## THE EXERCISE
Copy the lines of the data below word for word, starting at the line that contains "mark the region of every instance of the stone" and stopping after the line that contains "320 135 L 240".

═══

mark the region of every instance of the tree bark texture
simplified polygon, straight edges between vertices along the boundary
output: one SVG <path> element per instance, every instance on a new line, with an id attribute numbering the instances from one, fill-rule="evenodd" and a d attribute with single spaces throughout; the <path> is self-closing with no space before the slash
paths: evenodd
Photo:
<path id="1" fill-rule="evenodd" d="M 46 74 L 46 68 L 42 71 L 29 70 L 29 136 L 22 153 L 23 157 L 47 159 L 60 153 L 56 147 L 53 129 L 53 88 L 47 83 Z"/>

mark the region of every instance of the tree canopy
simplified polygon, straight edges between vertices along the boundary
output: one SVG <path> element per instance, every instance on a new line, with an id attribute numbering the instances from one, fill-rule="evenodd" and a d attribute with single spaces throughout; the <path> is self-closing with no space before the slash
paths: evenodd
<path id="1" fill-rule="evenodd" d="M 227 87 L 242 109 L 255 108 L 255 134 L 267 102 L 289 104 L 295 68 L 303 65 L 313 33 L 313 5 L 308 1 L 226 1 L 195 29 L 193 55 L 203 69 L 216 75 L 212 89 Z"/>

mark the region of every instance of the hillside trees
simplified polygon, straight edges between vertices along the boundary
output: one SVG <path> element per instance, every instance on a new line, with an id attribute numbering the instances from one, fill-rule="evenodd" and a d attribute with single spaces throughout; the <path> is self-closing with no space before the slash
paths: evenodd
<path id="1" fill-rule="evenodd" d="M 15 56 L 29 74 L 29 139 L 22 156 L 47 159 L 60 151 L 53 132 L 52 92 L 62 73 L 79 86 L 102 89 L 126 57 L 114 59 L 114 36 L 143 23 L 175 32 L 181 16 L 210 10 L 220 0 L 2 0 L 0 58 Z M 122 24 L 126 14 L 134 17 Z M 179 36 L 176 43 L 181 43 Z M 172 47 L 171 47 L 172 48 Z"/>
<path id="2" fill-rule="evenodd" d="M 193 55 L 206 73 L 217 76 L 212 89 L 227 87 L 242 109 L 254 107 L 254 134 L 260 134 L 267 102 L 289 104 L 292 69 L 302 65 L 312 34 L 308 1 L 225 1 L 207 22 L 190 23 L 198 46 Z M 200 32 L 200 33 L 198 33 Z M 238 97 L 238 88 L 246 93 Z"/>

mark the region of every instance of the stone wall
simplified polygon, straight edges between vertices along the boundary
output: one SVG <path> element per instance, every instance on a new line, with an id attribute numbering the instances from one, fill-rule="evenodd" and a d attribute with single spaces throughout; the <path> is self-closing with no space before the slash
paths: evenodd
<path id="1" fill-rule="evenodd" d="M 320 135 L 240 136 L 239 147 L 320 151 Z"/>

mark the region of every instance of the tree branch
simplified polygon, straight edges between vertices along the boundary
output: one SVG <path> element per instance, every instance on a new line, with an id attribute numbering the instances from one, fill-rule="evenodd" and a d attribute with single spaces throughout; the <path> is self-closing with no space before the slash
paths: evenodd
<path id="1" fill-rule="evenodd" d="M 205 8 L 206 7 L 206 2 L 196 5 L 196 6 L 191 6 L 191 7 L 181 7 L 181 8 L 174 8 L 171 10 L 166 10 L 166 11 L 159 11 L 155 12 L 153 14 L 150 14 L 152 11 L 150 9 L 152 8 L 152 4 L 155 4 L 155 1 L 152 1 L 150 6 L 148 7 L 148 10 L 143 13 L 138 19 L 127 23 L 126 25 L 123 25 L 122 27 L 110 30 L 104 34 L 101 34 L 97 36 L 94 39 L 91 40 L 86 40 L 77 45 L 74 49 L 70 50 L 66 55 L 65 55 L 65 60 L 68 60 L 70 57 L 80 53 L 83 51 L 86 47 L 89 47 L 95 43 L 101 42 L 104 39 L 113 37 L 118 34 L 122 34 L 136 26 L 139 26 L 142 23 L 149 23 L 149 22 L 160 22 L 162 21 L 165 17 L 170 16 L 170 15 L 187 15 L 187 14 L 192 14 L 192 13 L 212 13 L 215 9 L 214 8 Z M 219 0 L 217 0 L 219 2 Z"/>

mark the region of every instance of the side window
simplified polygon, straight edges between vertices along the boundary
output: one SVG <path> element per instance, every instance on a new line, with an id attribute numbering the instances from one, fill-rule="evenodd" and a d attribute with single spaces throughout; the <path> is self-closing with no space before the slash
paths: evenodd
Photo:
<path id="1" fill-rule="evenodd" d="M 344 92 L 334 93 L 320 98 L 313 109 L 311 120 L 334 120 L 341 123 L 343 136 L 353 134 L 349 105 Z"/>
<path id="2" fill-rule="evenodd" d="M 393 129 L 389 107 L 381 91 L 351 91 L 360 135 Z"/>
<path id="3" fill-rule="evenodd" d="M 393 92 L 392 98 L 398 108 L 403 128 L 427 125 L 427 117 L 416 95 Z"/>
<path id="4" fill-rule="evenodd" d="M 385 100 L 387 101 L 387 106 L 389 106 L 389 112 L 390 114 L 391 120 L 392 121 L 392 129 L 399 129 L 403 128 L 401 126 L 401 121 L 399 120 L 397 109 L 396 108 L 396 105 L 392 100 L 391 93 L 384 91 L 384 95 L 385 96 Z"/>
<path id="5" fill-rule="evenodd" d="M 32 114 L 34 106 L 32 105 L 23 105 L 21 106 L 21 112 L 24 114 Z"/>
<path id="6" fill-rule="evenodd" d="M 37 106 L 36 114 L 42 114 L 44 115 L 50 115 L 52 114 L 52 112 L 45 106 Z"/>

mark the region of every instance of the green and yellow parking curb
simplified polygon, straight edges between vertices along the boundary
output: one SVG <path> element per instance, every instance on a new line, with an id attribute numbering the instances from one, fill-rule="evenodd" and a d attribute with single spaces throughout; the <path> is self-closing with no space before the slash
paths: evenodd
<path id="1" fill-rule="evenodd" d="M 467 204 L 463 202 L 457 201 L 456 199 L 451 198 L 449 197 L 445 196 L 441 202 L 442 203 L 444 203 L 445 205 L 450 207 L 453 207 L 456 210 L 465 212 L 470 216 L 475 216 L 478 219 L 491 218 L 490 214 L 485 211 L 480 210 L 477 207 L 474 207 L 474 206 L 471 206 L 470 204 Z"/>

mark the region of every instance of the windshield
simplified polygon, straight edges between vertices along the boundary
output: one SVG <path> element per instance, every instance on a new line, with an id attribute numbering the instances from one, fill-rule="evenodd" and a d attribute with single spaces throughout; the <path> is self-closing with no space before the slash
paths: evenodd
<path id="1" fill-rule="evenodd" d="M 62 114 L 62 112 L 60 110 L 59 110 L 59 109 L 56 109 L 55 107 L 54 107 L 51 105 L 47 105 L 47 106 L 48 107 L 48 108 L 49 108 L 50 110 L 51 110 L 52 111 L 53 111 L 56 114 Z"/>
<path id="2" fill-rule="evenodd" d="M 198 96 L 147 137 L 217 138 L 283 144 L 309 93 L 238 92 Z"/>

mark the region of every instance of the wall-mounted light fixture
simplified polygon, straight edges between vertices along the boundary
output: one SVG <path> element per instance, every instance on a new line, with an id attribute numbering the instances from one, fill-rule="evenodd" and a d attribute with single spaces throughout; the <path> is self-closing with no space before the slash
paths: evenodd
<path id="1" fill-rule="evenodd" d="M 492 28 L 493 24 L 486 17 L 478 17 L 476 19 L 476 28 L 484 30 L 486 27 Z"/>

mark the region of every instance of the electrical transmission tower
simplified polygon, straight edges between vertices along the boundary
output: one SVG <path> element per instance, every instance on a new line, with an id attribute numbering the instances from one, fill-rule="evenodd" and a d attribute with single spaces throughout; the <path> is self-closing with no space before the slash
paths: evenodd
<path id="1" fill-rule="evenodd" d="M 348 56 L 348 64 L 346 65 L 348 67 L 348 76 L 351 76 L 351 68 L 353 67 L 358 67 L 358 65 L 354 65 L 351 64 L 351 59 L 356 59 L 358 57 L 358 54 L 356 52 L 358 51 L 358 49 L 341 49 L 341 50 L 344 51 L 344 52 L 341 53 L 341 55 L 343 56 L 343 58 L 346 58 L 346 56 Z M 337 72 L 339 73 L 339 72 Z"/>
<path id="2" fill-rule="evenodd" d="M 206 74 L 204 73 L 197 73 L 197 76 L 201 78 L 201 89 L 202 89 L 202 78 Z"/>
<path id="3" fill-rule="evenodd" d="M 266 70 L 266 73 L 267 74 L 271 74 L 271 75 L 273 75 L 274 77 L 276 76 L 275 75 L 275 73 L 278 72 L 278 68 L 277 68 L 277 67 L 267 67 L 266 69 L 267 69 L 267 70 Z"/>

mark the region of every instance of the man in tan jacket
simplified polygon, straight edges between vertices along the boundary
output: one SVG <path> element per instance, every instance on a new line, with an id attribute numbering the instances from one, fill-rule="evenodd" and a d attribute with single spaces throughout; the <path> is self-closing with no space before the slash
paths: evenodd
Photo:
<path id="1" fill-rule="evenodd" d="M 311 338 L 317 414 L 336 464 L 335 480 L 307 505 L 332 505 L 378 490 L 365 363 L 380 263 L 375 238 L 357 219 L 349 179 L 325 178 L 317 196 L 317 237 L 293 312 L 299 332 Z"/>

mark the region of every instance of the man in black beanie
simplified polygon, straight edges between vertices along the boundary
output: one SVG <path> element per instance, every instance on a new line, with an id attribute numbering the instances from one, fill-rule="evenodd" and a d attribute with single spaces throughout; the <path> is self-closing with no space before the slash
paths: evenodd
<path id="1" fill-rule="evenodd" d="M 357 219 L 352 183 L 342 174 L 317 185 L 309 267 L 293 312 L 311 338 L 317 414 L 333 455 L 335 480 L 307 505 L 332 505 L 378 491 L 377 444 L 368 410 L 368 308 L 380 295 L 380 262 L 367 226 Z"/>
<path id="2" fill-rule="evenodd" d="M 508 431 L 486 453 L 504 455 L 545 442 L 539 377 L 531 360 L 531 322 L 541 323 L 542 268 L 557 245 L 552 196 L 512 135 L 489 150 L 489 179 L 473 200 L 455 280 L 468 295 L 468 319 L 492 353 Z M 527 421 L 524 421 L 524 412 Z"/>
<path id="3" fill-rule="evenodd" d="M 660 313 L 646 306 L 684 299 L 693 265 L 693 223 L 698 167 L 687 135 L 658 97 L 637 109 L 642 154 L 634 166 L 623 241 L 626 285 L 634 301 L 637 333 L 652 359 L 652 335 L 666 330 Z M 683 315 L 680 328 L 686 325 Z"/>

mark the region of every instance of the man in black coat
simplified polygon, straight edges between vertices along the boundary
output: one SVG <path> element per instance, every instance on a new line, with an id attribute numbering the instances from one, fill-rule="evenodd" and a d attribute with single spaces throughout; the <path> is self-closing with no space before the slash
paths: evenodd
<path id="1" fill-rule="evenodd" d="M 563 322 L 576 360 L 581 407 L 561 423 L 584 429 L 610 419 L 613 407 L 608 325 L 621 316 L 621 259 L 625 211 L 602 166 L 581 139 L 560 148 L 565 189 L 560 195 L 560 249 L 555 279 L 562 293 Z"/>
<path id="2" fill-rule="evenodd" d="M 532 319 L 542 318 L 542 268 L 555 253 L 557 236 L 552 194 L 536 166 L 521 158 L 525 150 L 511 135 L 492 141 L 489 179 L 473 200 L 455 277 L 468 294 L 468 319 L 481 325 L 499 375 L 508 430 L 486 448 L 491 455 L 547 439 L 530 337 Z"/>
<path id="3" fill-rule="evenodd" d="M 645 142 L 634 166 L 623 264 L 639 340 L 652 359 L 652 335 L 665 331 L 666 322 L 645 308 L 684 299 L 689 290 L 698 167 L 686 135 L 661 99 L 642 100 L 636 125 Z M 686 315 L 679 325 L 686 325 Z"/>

═══

## SOLUTION BELOW
mark the region of every instance of the stone wall
simplified polygon, straight edges between vertices along the boundary
output: one SVG <path> element per instance, every instance on a new line, with an id attribute numbering the instances from one, fill-rule="evenodd" and a d attribute with single spaces throughout; the <path> is self-closing with no space before the slash
paths: evenodd
<path id="1" fill-rule="evenodd" d="M 320 135 L 240 136 L 239 147 L 320 151 Z"/>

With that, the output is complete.